I wonder, though, whether Americans, who think they can develop error-proof nuclear power or human genetic engineering, also believe mistakes in the death chamber can be eliminated. GOP presidential candidate Mitt Romney has an elaborate proposal, including mandatory DNA evidence, which he says will do just that. He’s eager to set it up — since killing as many criminals as efficiently as possible is an unwritten plank of his party’s platform. I can even imagine the pro-execution people co-opting opponents’ plaints about the toll on survivors traveling alongside the defendant on the winding road to the gallows. Wanna solve that problem? Lose the mandatory appeals! The Roberts Supreme Court, also on a mission to streamline executions, might not object. There’s no danger they will overrule the death penalty itself, which has been repeatedly upheld as a punishment not sufficiently cruel and unusual to violate the Eighth Amendment.

**PROBLEM**
In the passage on the death penalty, what requirement does Mitt Romney's proposal include? The data that comes next is separate from the passage above and unrelated to it.

**INFORMATION PROVIDED**
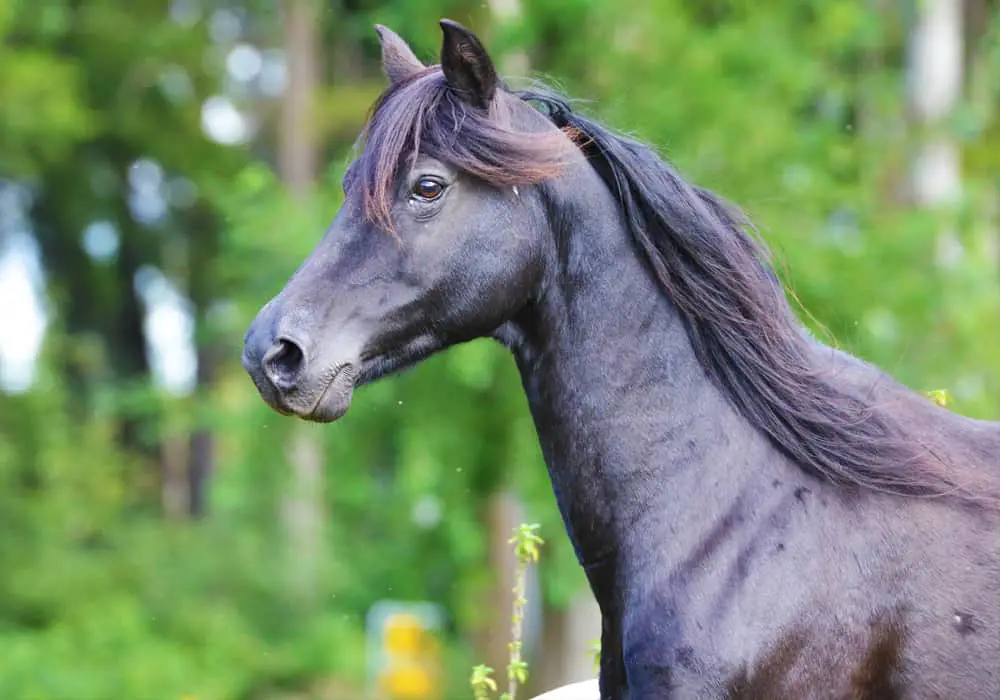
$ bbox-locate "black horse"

* * *

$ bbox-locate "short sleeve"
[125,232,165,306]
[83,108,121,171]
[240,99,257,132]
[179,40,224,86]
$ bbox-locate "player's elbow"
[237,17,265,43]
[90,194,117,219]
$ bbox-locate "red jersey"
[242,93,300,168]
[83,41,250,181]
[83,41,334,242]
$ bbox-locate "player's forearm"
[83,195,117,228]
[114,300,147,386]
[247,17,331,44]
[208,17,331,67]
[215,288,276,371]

**RESPONSE TO THE EXERCISE**
Mandatory DNA evidence.